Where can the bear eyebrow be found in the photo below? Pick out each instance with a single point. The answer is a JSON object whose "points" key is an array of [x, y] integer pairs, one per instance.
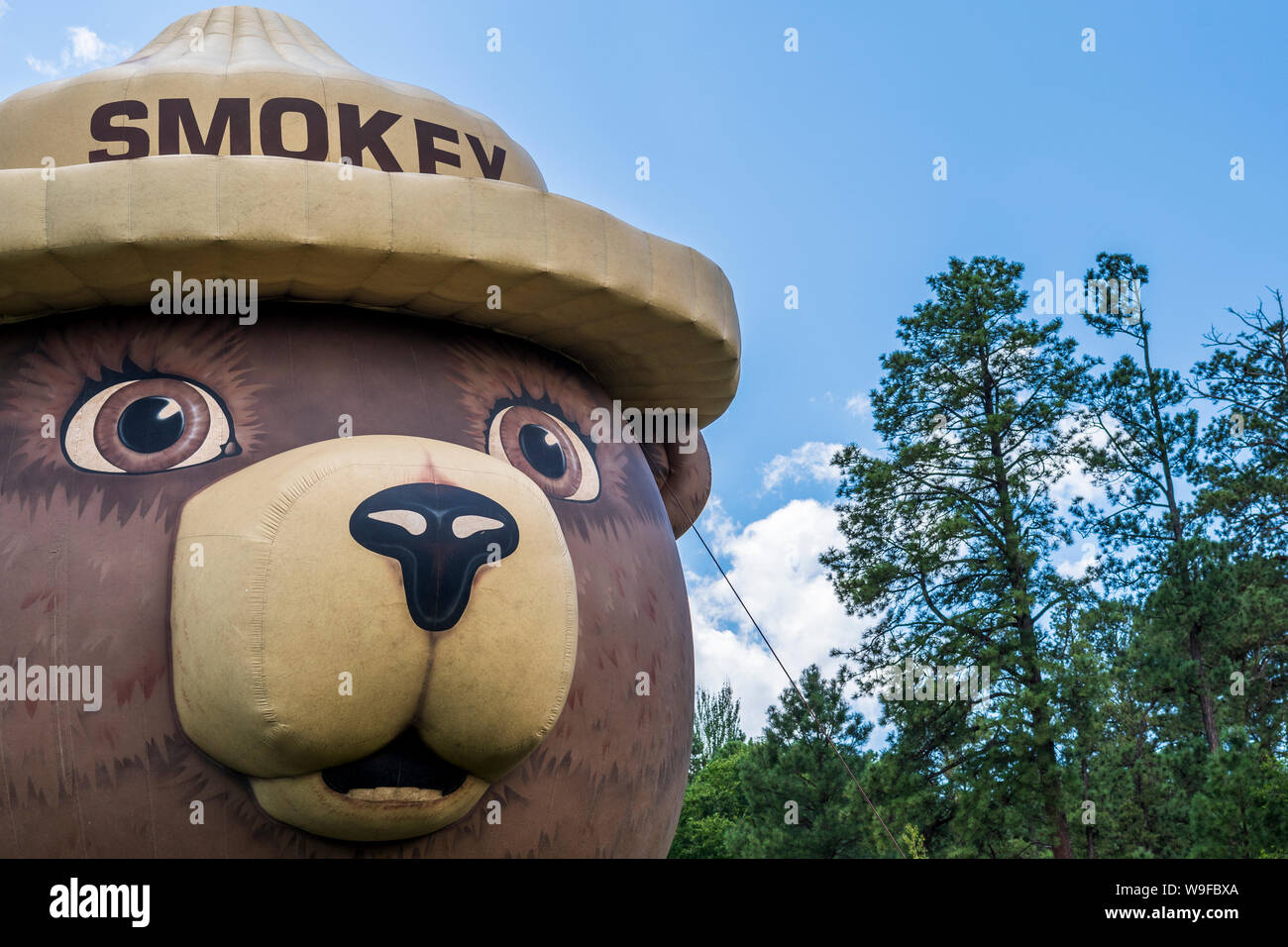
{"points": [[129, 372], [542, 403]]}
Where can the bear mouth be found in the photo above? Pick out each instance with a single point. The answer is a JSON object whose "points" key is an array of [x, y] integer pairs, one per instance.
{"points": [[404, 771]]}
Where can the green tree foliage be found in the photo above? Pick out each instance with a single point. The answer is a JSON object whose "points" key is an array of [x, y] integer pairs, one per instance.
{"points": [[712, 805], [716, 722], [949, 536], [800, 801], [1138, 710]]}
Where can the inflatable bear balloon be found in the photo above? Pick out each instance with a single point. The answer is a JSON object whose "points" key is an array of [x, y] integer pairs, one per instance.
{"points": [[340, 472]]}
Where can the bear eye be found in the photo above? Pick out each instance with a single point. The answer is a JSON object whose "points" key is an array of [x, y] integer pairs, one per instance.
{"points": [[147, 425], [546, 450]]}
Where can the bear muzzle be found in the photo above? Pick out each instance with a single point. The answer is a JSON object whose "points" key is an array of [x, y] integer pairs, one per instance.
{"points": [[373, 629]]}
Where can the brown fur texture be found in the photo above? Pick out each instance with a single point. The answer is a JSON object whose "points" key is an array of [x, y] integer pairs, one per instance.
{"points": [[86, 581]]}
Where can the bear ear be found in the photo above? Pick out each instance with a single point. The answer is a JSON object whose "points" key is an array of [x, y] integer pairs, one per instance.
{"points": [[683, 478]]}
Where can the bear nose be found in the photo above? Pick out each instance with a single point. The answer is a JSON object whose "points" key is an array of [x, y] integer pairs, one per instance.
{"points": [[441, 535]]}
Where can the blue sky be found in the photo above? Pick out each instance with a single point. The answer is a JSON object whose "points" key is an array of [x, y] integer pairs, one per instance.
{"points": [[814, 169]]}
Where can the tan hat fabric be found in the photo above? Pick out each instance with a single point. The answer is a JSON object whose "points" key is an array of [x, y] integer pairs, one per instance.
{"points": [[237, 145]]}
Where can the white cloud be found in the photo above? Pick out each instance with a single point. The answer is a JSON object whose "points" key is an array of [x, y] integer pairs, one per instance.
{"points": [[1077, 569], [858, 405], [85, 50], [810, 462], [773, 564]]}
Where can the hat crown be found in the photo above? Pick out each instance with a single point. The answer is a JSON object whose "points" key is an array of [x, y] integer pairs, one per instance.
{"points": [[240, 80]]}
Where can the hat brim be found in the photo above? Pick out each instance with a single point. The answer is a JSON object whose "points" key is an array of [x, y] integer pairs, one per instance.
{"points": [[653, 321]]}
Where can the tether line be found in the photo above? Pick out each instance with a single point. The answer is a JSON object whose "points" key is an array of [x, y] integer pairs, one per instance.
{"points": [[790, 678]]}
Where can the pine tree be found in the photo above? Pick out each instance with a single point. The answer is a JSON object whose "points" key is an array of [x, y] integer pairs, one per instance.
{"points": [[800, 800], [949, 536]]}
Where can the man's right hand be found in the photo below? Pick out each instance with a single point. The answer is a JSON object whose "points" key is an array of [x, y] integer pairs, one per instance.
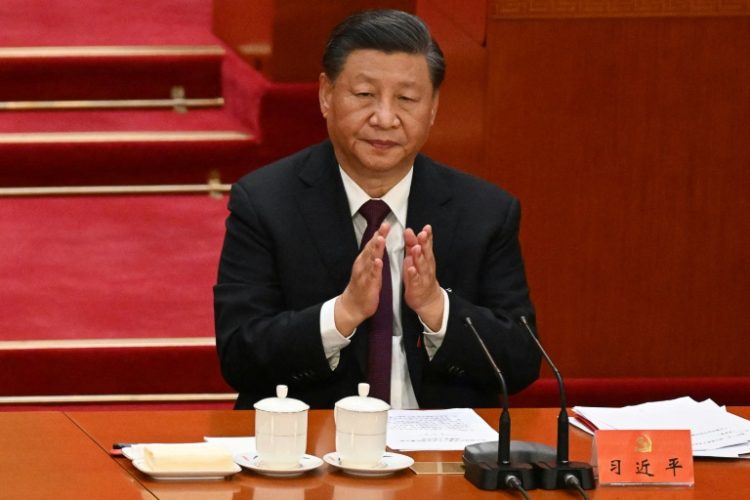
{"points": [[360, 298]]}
::::::
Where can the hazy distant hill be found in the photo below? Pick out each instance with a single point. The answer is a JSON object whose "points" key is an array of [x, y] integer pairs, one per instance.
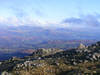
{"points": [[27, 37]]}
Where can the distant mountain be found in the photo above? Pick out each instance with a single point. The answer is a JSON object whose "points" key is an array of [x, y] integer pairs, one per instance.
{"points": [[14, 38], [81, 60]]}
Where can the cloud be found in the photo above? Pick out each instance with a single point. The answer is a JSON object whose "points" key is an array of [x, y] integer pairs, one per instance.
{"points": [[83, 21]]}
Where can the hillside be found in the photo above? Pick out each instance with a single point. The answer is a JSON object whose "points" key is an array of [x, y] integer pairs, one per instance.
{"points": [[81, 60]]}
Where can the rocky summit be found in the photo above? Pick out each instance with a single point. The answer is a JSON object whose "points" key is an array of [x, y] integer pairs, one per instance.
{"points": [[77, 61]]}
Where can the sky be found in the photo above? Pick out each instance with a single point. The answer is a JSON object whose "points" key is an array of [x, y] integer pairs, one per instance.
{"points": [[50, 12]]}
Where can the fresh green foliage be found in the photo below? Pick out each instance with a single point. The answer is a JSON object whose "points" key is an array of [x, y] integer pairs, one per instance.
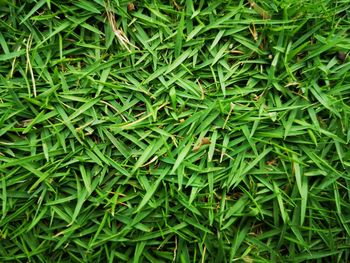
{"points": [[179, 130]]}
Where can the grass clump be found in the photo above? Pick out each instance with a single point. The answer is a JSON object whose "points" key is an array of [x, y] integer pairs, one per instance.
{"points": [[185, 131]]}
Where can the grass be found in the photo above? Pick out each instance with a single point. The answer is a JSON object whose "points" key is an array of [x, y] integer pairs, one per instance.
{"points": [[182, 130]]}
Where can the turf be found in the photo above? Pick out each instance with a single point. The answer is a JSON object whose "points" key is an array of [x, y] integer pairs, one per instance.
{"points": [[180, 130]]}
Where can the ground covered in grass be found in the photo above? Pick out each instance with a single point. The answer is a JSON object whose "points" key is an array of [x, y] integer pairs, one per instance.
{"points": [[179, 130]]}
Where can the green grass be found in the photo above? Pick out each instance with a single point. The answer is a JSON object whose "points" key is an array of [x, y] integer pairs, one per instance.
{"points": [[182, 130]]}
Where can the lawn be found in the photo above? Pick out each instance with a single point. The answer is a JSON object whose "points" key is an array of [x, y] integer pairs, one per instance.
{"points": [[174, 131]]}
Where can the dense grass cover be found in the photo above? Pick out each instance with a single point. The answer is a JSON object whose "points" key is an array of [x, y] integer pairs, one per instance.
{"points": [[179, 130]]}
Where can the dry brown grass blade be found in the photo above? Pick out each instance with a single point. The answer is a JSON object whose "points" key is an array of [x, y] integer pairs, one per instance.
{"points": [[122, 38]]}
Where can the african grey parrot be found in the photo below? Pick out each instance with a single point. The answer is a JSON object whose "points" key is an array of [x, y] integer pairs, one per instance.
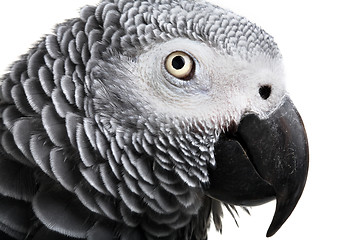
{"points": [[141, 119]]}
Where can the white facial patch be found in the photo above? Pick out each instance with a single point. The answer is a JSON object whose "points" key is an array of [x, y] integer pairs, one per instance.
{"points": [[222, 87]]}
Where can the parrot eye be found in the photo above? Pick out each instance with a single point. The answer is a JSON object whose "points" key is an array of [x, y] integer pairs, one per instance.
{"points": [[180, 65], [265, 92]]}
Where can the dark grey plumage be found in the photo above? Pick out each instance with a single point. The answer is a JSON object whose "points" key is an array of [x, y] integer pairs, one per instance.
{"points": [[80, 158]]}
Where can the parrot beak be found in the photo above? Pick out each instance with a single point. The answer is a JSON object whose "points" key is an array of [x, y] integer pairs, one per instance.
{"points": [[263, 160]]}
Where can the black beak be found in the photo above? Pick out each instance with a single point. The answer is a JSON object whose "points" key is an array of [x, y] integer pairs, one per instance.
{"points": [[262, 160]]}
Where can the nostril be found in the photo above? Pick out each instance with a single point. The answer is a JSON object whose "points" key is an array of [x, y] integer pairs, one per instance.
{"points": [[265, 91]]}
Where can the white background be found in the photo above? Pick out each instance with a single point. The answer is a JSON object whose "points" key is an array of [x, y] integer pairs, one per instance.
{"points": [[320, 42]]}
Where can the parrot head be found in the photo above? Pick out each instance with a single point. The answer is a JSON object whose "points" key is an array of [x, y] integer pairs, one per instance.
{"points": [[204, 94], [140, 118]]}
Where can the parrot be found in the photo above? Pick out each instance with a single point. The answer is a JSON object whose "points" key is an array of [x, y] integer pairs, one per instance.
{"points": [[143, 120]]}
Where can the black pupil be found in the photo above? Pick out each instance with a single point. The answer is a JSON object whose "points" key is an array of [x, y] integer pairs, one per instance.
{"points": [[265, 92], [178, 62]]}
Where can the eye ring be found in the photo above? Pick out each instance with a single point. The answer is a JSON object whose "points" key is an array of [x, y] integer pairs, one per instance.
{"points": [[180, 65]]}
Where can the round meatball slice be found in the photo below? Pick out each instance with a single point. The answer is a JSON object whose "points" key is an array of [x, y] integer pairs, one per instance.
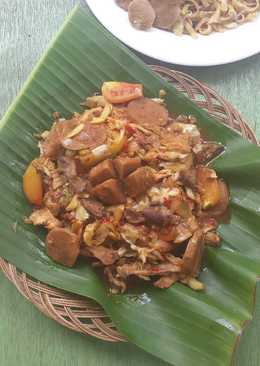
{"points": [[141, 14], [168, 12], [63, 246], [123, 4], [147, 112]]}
::::::
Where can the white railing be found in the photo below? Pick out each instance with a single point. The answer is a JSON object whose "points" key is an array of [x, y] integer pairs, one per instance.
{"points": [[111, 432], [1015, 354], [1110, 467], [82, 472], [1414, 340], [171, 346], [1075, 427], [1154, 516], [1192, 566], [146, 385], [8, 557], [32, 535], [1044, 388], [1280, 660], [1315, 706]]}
::::::
Please gather every line above that contains the string "tree" and copy each one in full. Case counts.

SOLVED PROBLEM:
Where can the green tree foliage be found in the photo above? Pick out each instance with a single point. The answer is a JSON object whose "points" key is an array of [x, y] integer pairs, one per instance.
Where can the pine tree be found in the photo above? Pick out each instance with a single point. The answer is a JSON object whose "points" key is an array of [x, y] integer pairs, one per instance.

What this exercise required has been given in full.